=== Excerpted records ===
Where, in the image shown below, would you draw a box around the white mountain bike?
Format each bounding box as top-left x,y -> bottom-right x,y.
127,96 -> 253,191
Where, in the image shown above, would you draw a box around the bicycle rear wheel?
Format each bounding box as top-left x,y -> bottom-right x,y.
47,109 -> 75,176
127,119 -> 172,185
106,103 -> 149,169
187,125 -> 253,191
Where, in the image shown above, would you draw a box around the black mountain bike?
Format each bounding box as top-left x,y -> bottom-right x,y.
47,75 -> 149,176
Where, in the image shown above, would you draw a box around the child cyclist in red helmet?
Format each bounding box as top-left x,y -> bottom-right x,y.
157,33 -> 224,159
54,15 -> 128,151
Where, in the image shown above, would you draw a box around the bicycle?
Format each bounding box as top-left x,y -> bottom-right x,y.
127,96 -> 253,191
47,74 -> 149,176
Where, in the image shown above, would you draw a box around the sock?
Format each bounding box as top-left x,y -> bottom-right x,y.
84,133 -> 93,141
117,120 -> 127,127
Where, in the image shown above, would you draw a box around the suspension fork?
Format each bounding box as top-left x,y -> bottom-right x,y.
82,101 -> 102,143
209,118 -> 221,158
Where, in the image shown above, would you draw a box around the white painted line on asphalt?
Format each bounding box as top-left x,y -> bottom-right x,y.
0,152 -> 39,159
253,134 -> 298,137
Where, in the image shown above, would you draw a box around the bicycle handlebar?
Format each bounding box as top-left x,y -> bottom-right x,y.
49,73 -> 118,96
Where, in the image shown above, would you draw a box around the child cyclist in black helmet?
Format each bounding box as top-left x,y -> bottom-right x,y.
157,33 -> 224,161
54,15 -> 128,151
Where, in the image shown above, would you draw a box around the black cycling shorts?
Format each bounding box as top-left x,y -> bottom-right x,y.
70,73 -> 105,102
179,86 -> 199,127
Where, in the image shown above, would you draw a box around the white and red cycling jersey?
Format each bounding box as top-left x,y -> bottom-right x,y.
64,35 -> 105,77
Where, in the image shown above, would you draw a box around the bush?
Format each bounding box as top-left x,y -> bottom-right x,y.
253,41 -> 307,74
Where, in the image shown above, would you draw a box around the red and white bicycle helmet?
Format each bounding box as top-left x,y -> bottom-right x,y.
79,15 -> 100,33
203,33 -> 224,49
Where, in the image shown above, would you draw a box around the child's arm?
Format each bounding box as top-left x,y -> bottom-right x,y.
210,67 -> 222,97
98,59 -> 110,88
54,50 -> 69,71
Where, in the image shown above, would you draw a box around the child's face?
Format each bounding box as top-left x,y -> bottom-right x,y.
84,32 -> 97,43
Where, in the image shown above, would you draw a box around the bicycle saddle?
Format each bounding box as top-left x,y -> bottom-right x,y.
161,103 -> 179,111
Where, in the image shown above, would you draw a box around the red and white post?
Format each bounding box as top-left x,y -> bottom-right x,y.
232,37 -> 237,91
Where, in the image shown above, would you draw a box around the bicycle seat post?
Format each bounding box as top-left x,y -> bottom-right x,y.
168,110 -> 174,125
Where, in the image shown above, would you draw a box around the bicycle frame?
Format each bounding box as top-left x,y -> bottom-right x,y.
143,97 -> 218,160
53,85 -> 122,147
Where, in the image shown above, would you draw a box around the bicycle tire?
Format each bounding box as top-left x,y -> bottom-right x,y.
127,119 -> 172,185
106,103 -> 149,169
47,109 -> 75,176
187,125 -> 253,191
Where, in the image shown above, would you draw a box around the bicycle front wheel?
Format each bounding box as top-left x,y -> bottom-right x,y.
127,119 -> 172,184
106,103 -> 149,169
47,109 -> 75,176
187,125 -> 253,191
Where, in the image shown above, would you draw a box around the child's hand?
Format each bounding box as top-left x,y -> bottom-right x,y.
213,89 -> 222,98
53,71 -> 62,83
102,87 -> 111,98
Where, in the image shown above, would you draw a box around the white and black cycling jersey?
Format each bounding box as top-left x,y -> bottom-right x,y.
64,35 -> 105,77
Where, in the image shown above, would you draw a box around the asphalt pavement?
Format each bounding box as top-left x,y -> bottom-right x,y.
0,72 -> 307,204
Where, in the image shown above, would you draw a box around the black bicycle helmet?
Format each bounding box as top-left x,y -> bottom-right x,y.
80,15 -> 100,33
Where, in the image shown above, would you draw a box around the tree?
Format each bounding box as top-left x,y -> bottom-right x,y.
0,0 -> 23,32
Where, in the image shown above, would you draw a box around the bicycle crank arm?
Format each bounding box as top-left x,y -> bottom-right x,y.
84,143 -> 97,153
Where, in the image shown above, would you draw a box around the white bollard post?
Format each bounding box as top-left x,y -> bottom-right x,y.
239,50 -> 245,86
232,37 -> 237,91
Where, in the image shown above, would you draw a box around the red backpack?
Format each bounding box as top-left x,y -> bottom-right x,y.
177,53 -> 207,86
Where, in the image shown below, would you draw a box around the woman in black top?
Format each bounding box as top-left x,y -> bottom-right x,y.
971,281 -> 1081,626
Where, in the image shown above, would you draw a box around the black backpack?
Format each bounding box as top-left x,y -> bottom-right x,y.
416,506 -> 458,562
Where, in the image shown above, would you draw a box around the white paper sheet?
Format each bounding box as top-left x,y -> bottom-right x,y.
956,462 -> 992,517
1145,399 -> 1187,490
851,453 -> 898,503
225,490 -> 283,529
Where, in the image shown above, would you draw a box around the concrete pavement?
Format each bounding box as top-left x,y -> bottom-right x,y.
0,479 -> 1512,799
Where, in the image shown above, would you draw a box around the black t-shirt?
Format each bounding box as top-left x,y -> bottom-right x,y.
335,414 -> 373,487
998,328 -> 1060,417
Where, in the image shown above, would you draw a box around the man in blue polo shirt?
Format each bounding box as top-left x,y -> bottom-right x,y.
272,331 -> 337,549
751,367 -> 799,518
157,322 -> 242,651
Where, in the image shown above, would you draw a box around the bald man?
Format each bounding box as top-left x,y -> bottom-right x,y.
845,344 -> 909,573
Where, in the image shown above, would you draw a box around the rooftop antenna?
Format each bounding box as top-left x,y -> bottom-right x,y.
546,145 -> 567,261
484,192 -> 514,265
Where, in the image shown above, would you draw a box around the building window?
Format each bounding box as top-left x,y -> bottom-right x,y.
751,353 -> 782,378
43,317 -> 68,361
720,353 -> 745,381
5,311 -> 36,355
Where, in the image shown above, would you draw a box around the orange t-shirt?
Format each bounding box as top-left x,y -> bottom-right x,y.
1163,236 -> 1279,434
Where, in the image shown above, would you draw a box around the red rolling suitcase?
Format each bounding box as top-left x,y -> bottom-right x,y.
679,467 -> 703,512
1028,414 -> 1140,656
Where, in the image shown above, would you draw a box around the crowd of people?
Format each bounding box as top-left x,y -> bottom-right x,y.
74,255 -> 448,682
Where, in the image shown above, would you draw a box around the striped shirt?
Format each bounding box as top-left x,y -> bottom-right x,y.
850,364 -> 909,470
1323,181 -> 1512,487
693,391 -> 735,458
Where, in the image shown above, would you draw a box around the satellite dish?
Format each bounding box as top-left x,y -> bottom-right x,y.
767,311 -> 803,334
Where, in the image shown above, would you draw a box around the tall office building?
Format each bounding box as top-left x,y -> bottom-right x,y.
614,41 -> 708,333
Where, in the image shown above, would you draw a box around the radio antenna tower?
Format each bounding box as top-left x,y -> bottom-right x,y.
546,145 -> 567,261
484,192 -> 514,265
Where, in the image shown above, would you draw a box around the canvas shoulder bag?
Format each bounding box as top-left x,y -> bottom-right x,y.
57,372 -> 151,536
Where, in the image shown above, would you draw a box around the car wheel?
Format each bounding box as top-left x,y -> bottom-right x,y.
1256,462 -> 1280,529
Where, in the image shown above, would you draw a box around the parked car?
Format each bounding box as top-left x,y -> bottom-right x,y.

=== Directive ===
Render the data above as a JSON list of strings, one string per line, omitting blank lines.

=== Reply to the task ===
[
  "Where, in the image shown below, would you draw a box around the white mountain bike?",
  "Format each bounding box as top-left x,y -> bottom-right x,y.",
  "127,96 -> 253,191",
  "Where, in the image shown above, would you draw a box around the bicycle rear wheel?",
  "Format each bounding box as top-left x,y -> bottom-right x,y.",
  "47,109 -> 75,176",
  "127,119 -> 172,185",
  "106,103 -> 149,169",
  "187,125 -> 253,191",
  "Where, in the image shown above, would you draw a box around the black mountain bike?",
  "Format each bounding box as top-left x,y -> bottom-right x,y.",
  "47,75 -> 149,176",
  "Where, in the image shown above, would you draw a box around the child cyclist in red helmet?",
  "Format each bounding box as top-left x,y -> bottom-right x,y.",
  "157,33 -> 224,159",
  "54,15 -> 128,151",
  "Where, in the image shown above, would you draw a box around the bicycle?",
  "Format each bounding box as top-left x,y -> bottom-right x,y.",
  "127,96 -> 253,191",
  "47,74 -> 149,176",
  "Where, in the image shown above, would you draw a box around the sock?",
  "Format each bounding box as top-left x,y -> bottom-right x,y.",
  "84,133 -> 93,141",
  "117,120 -> 127,127",
  "Where, in the image shown above, would you draw a box around the suspension fork?",
  "Format each bounding box as top-left x,y -> bottom-right x,y.",
  "82,101 -> 102,143",
  "209,118 -> 221,158",
  "Where, in the image shown above, would you draw a box around the white painted line on asphalt?",
  "Format each bounding box as top-left x,y -> bottom-right x,y.",
  "0,152 -> 39,159",
  "253,134 -> 298,137",
  "Where, in the image shown above, would you draw a box around the bicycle handlebar?",
  "Format each bounding box as top-left x,y -> bottom-right x,y.",
  "49,73 -> 118,96",
  "Where, in the image shown above, would you draw a box around the child cyclist in black helmet?",
  "Format each bounding box as top-left x,y -> bottom-right x,y.",
  "157,33 -> 224,161",
  "54,15 -> 128,151",
  "Where, in the image shown above, would you draw a box around the black cycling shorts?",
  "Format each bounding box as top-left x,y -> bottom-right x,y.",
  "70,73 -> 105,102",
  "179,86 -> 199,127",
  "Where, in the image shown above, would you draw a box around the white and red cycling jersey?",
  "Format each bounding box as top-left x,y -> bottom-right x,y.",
  "64,35 -> 105,77",
  "Where, in the image shown above, would you draw a box around the bush?",
  "Format each bounding box as top-left x,y -> bottom-right x,y.",
  "253,41 -> 307,74",
  "Where, in the image shown above, would you draw a box around the red and white bicycle helmet?",
  "Format each bounding box as top-left x,y -> bottom-right x,y.",
  "79,15 -> 100,33",
  "203,33 -> 224,49",
  "Where, in the image shown above, would you draw a box around the child's arm?",
  "Format each bounding box as top-left x,y -> bottom-right x,y.",
  "210,67 -> 222,97",
  "98,59 -> 110,88",
  "54,50 -> 69,71",
  "Where, in the image shown above, would you draw a box around the child's face?",
  "Format each bounding box as top-left x,y -> bottom-right x,y.",
  "84,32 -> 97,43",
  "Where, in the image shown above, would you draw a box around the bicycle saddle?",
  "Format each bounding box as top-left x,y -> bottom-right x,y.",
  "161,103 -> 179,111",
  "Where, in the image shown above, would you draw a box around the red and white post?",
  "Format each bounding box as top-left x,y -> bottom-right x,y.",
  "232,37 -> 237,91",
  "Where, in the image shown above, would you draw a box around the bicycle seat post?",
  "Format each bounding box as top-left x,y -> bottom-right x,y.",
  "168,110 -> 174,125",
  "Where, in the image shown above, would you draw a box around the bicycle frame?",
  "Format each bounding box as top-left x,y -> bottom-right x,y.",
  "143,97 -> 218,160",
  "53,85 -> 122,147",
  "Where, in the image shown above, would you draw a box around the bicycle tire?",
  "Format each bounding box as top-left x,y -> bottom-right x,y.",
  "127,119 -> 172,185",
  "106,103 -> 149,169",
  "47,109 -> 75,176",
  "187,125 -> 253,191",
  "Where, in the image shown above, would you draw a box around the bicycle front wheel?",
  "Format each bounding box as top-left x,y -> bottom-right x,y.",
  "127,119 -> 172,184",
  "106,103 -> 149,169",
  "47,109 -> 75,176",
  "187,125 -> 253,191",
  "Where, in the image shown above, would you draw a box around the child's hand?",
  "Format each bounding box as top-left x,y -> bottom-right x,y.",
  "213,89 -> 222,98",
  "53,71 -> 62,83",
  "102,87 -> 111,98",
  "Where, in the image shown above, would you draw a box around the white and black cycling jersey?",
  "Format each bounding box as top-left x,y -> bottom-right x,y.",
  "64,35 -> 105,77",
  "Where, in the image shown above, would you draw a box around the asphalt pavement?",
  "Format each bounding box as top-left x,y -> bottom-right x,y.",
  "0,72 -> 307,204",
  "Where, in the image shown above, would you draw a box around the black bicycle helmet?",
  "Format each bounding box as top-left x,y -> bottom-right x,y.",
  "80,15 -> 100,33",
  "Where, in the image shown above, would you draw a box around the tree?",
  "Format each bounding box as top-left x,y -> bottom-right x,y.",
  "0,0 -> 23,32",
  "Where, in the image shown above, would you draw a box around the bicycle crank arm?",
  "Format each bounding box as top-left x,y -> bottom-right x,y.",
  "84,143 -> 97,153",
  "Where, in the image shown above, would you draw a box around the white bollard post?",
  "Format each bounding box as top-left x,y -> bottom-right x,y.",
  "239,50 -> 245,86",
  "232,37 -> 237,91",
  "Where, in the image shown above, would you draw a box around the red backpack?",
  "Format each bounding box as top-left x,y -> bottom-right x,y.",
  "177,53 -> 207,86",
  "Where, in the image shown below, would you draw a box around the woman in black top?",
  "Format each bounding box as top-left x,y -> bottom-right x,y.",
  "971,281 -> 1081,626",
  "Where, in the image shown above, would you draw a box around the black backpack?",
  "Format each bounding box as top-left x,y -> bottom-right x,y.",
  "416,506 -> 458,562",
  "Where, in the image shown above, would you draw a box around the white paper sheet?",
  "Format each bounding box as top-left x,y -> bottom-right x,y.",
  "956,462 -> 992,517",
  "1145,399 -> 1187,490",
  "851,453 -> 898,503",
  "225,490 -> 283,529",
  "Where, in the image shown above, would you draw a box around the concrete pavement?",
  "Format each bounding box as top-left x,y -> bottom-right x,y.",
  "0,479 -> 1512,799",
  "Where, in the image shown above, would you draw a box around the black t-shirt?",
  "Format each bounding box as top-left x,y -> bottom-right x,y.",
  "335,414 -> 373,487",
  "998,328 -> 1060,417",
  "Where, in the image shown above, would you draw a box around the man in blue polo shirt?",
  "Format each bounding box as top-left x,y -> bottom-right x,y.",
  "272,331 -> 337,549",
  "751,367 -> 799,518",
  "157,322 -> 242,651",
  "Where, in the image shown above, would you draw a box around the bald man?",
  "Format each bounding box as top-left x,y -> bottom-right x,y.",
  "845,344 -> 909,573",
  "Where, in the image shown above, would you draw a box around the rooftop antenna?",
  "Format each bounding box as top-left x,y -> bottom-right x,y.",
  "546,145 -> 567,261",
  "484,192 -> 514,265",
  "Where, in the image shown above, would you draw a box around the building window?",
  "Format each bounding box as top-left x,y -> bottom-right x,y.",
  "751,353 -> 782,378",
  "43,317 -> 68,361",
  "720,353 -> 745,381",
  "5,311 -> 36,355",
  "Where, in the image shown above, would you draw a box around the orange t-shirt?",
  "Format each bounding box as top-left x,y -> bottom-right x,y.",
  "1163,236 -> 1279,434",
  "Where, in the image shown above, would you draw a box around the red rolling suitcase?",
  "Format each bounding box as top-left x,y -> bottom-right x,y.",
  "679,467 -> 703,512",
  "1028,414 -> 1140,656",
  "Where, in the image shown above, would you draw a box around the crowd of people?",
  "Format each bounding box as top-left x,y -> bottom-right x,y.",
  "74,255 -> 448,682",
  "Where, in the image shown above, would you draw a box around the striped shirt?",
  "Format each bounding box as top-left x,y -> bottom-right x,y.",
  "850,364 -> 909,470",
  "1323,181 -> 1512,487",
  "693,391 -> 735,458",
  "Where, in the image shown above, would you draw a box around the satellite dish?",
  "Format each bounding box as top-left x,y -> bottom-right x,y.",
  "767,311 -> 803,334",
  "Where, in the image shown above, would you draw a box around the tall office building?",
  "Format each bounding box as top-left x,y -> bottom-right x,y.",
  "614,41 -> 708,333",
  "Where, in the image shown above, would you draw a box around the radio antenna tower?",
  "Format each bounding box as top-left x,y -> bottom-right x,y.",
  "546,145 -> 567,261",
  "484,192 -> 514,265",
  "Where, in the image shown above, would you draw a box around the canvas shoulder bag?",
  "Format each bounding box as top-left x,y -> bottom-right x,y.",
  "57,372 -> 151,536",
  "Where, in the image shown above, would you draw a box around the car wheel?",
  "Format each bounding box as top-left x,y -> bottom-right x,y.",
  "1256,462 -> 1280,529",
  "Where, in the image shown above, would you draw a box around the parked car?",
  "Format each bounding box as top-left x,y -> bottom-right x,y."
]